EXERCISES:
- a) Which stage features of the upcoming tour does Swift mention in the Taylor Swift tour article?
- b) In the Taylor Swift tour article, where and on what day does the Speak Now Tour begin?
- c) Extend the Taylor Swift tour article past its final sentence, keeping the same news style.

PASSAGE SHOWN:
------

It's a big week for Taylor Swift. Not only did she premiere her "Story of Us" video Tuesday on MTV, but she also kicks off her Speak Now Tour on Friday in Omaha, Nebraska. When MTV News' Sway sat down with the country/pop superstar following her video premiere, she let fans in on what to expect from the stadium show.

"We get to have such groovy, cool stuff happening," she said. "I've never had pyro before. I've never had aerialists before. It's got this grand staircase. The stage in itself looks like an old-world theater. I can't believe we get to play stadiums. I'm so excited about this tour. I want to live on that stage. I hope people leave the concert feeling like they know you better."

Swift looks at this tour as the ultimate "thank you" letter to her fans for the success Speak Now has had. "That's why I'm so blown away. That's why I can't wait to go out on tour and thank them personally," she said.

------

MATERIAL SUPPLIED:
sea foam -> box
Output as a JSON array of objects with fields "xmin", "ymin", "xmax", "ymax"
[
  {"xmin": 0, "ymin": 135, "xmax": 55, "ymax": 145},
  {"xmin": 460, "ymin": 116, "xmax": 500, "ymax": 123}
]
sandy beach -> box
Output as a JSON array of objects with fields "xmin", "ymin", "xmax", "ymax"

------

EXPECTED OUTPUTS:
- a)
- Pyro
- Aerialists
- A grand staircase
- A stage that looks like an old-world theater

- b) It begins on Friday in Omaha, Nebraska.

- c)
Before the official tour kickoff, Swift gave some lucky fans a taste of the show during a charity event last Saturday in Nashville. She opened up her final Speak Now dress rehearsal to fans and gave the proceeds to tornado victims.

"It was one of the coolest things. Honestly, we thought our first show was going to be a week later, [but] watching the news and seeing the damage, it was just really emotional for me and a lot of the dancers and crew," she recalled. "So I felt like, if there was any way I could help out, why not sell tickets to that? And so it turned out it was something we could do. Putting on, pretty much, our first show and having it go so well [and making] over $750,000, it was so exciting."